## DIRECTIONS FOR THIS TASK
In the records below, find the line holding "Target: hillside" and the line holding "Every instance of the bush". Set down both, with every line between them, exactly.

Referring expression data
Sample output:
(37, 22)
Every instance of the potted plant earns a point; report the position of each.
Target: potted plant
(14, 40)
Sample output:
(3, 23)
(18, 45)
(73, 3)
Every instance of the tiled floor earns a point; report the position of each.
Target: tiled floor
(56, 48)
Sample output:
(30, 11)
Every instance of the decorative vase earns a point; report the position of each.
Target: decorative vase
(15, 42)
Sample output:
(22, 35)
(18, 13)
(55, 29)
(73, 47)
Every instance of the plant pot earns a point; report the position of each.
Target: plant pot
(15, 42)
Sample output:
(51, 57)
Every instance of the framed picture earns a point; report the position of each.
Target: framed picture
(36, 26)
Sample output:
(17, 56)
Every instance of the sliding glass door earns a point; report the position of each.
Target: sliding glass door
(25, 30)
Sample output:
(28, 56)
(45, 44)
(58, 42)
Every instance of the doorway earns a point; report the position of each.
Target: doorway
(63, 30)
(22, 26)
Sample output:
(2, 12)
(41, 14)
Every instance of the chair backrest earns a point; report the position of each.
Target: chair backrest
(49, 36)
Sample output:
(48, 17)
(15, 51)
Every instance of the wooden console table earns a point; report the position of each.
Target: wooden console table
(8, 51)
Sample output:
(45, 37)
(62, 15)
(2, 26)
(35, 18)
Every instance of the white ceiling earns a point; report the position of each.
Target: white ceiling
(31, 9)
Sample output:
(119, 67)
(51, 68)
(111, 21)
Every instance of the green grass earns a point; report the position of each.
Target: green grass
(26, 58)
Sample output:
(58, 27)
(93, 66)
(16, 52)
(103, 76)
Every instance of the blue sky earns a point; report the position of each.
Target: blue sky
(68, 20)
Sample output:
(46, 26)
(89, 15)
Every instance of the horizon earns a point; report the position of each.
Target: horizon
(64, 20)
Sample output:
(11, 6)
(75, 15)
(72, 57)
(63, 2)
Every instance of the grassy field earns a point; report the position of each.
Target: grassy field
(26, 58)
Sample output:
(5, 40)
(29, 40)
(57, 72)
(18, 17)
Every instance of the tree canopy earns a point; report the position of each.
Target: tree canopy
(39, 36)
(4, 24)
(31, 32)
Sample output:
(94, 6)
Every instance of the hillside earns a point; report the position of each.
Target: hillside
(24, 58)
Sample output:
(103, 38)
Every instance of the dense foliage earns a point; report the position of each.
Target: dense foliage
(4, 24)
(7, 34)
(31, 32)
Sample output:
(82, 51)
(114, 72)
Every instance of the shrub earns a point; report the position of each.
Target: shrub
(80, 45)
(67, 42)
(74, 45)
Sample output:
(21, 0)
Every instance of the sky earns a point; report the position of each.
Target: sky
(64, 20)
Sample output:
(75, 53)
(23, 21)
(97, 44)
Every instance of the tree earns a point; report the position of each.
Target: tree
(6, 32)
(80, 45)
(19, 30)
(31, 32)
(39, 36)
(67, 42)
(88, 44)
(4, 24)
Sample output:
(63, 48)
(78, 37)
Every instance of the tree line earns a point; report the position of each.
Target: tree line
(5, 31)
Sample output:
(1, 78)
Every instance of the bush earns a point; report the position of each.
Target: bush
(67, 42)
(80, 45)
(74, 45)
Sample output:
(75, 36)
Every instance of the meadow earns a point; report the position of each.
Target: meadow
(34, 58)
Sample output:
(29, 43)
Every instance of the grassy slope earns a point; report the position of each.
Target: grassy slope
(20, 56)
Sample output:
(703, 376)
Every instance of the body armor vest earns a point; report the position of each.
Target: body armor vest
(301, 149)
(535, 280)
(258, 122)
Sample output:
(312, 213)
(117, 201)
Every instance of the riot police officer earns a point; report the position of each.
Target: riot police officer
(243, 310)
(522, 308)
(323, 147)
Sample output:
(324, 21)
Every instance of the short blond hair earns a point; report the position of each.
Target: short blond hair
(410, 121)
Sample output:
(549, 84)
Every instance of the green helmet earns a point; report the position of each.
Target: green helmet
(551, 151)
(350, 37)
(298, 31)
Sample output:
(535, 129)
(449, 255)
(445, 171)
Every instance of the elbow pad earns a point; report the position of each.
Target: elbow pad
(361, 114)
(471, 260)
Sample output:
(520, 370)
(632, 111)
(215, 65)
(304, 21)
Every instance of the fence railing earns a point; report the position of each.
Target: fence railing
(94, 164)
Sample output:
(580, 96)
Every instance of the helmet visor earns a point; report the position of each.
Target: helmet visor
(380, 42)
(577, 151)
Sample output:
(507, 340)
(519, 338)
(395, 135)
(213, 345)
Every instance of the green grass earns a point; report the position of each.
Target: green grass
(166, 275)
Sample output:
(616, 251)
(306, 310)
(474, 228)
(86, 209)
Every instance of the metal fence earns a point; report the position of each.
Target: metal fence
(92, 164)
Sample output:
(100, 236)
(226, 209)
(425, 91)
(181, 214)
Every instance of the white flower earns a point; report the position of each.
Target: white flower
---
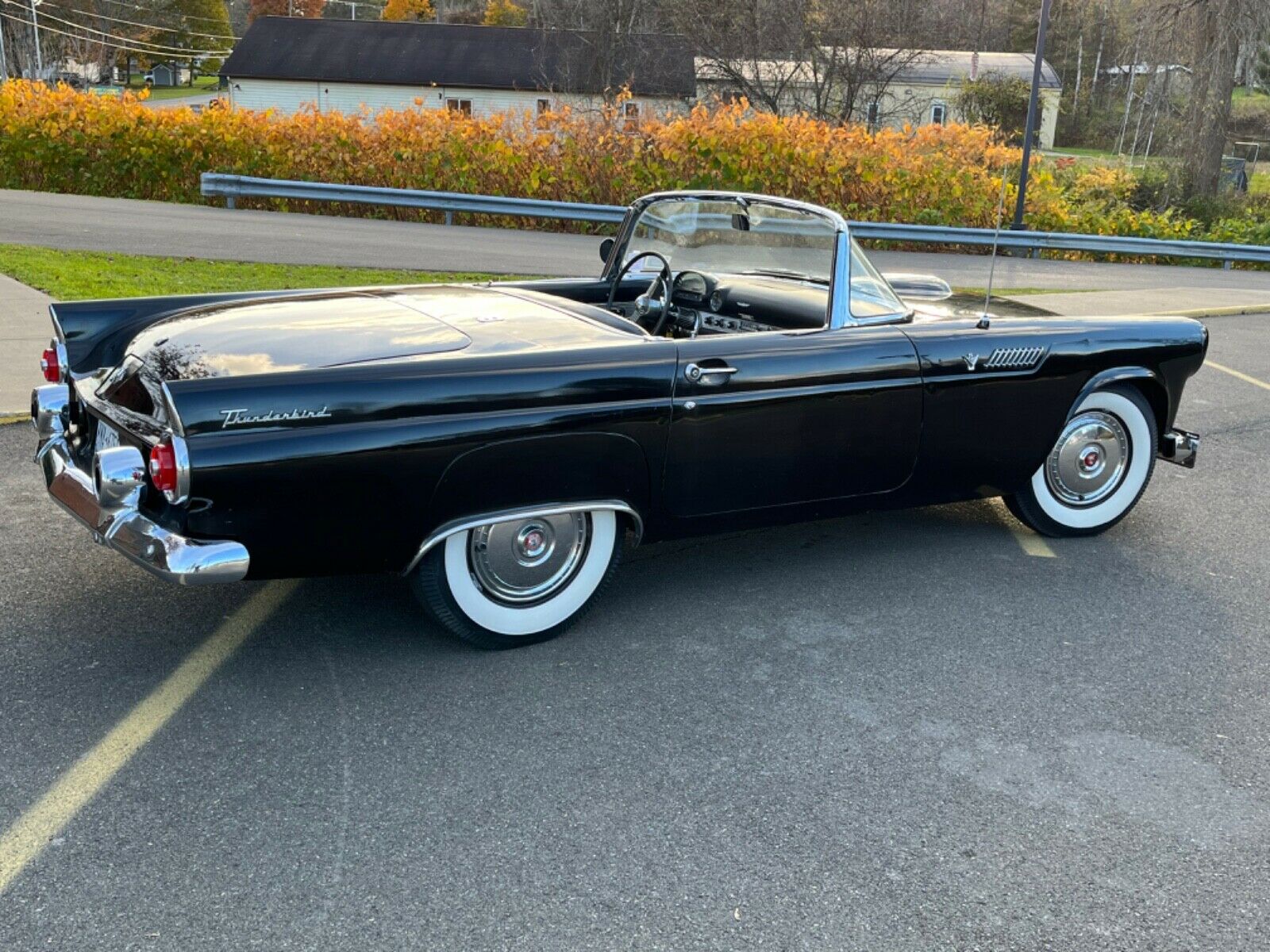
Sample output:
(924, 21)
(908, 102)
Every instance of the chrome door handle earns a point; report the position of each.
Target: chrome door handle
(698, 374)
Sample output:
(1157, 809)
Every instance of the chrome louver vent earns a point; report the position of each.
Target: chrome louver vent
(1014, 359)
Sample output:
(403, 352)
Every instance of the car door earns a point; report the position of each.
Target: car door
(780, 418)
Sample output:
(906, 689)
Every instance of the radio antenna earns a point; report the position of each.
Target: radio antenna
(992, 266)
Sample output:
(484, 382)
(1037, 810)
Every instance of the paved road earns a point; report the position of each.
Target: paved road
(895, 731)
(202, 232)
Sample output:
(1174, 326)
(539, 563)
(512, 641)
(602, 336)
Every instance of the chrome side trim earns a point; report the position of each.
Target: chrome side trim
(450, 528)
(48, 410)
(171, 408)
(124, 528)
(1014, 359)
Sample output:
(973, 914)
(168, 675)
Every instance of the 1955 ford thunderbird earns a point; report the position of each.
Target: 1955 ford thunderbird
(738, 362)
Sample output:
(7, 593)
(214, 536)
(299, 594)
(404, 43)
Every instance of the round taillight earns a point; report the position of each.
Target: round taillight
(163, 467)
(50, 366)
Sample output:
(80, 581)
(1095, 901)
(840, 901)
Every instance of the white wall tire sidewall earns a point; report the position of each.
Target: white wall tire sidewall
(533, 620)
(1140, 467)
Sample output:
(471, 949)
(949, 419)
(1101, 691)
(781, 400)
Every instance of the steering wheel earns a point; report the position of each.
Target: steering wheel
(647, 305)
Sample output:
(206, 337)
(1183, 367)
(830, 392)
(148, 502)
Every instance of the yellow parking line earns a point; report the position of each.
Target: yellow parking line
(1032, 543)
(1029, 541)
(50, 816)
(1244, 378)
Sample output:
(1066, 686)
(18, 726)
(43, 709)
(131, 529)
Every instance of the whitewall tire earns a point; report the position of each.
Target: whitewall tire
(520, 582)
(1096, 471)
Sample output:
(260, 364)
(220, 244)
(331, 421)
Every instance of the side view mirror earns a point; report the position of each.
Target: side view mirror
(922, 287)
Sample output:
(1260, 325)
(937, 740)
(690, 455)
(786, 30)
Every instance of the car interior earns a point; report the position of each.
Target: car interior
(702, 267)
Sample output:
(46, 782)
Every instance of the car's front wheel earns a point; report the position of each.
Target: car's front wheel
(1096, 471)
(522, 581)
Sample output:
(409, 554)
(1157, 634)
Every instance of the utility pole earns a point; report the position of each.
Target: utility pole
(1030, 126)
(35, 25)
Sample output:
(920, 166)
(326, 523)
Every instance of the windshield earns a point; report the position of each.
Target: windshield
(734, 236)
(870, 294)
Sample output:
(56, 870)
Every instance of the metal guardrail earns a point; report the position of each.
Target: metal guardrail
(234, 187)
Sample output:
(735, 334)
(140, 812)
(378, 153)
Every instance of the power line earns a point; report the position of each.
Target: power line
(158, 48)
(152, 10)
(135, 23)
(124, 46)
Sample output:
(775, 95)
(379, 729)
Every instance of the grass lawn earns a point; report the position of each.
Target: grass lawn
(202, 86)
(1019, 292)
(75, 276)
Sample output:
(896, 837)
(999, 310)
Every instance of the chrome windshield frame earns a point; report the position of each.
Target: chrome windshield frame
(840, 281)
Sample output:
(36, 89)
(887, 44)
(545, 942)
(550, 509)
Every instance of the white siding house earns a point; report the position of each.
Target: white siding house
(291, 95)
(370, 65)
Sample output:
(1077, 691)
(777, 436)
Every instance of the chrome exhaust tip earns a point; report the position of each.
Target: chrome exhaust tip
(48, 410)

## EXERCISE RESULT
Target: hillside
(24, 58)
Sample output:
(103, 38)
Every instance of the dense foliage earns a point; report the position of each.
Target: dense foliage
(4, 24)
(7, 34)
(31, 32)
Sample output:
(82, 51)
(114, 72)
Every instance of the shrub earns a point; report the position of each.
Target: shrub
(80, 45)
(67, 42)
(74, 45)
Sample output:
(21, 0)
Every instance of the sky earns a point; report the position of each.
Target: sky
(64, 20)
Sample output:
(75, 53)
(23, 21)
(97, 44)
Every instance of the tree earns a point; report the position of each.
Target: tree
(6, 32)
(80, 45)
(19, 30)
(31, 32)
(39, 36)
(67, 42)
(88, 44)
(4, 24)
Sample output:
(63, 48)
(78, 37)
Every instance of the tree line earns a point; report the position of each.
Target: tree line
(5, 31)
Sample output:
(1, 78)
Every instance of the bush earns a point; report the position of each.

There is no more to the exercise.